_RECORDS FOR PROCESSING_
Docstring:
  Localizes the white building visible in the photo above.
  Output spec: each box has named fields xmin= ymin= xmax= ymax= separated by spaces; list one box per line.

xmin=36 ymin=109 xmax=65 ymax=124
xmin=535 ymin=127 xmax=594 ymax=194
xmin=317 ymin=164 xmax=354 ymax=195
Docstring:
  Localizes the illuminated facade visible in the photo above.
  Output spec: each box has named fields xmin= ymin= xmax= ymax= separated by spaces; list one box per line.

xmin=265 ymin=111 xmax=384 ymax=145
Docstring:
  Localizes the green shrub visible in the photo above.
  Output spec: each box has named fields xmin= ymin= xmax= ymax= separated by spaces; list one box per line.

_PROBLEM_
Lines containing the string "Localizes" are the ones to copy from the entries above.

_RESPONSE_
  Localizes the white building visible in the photo above.
  Localizes the illuminated facade visible in the photo above.
  Localizes the green shrub visible in the photo above.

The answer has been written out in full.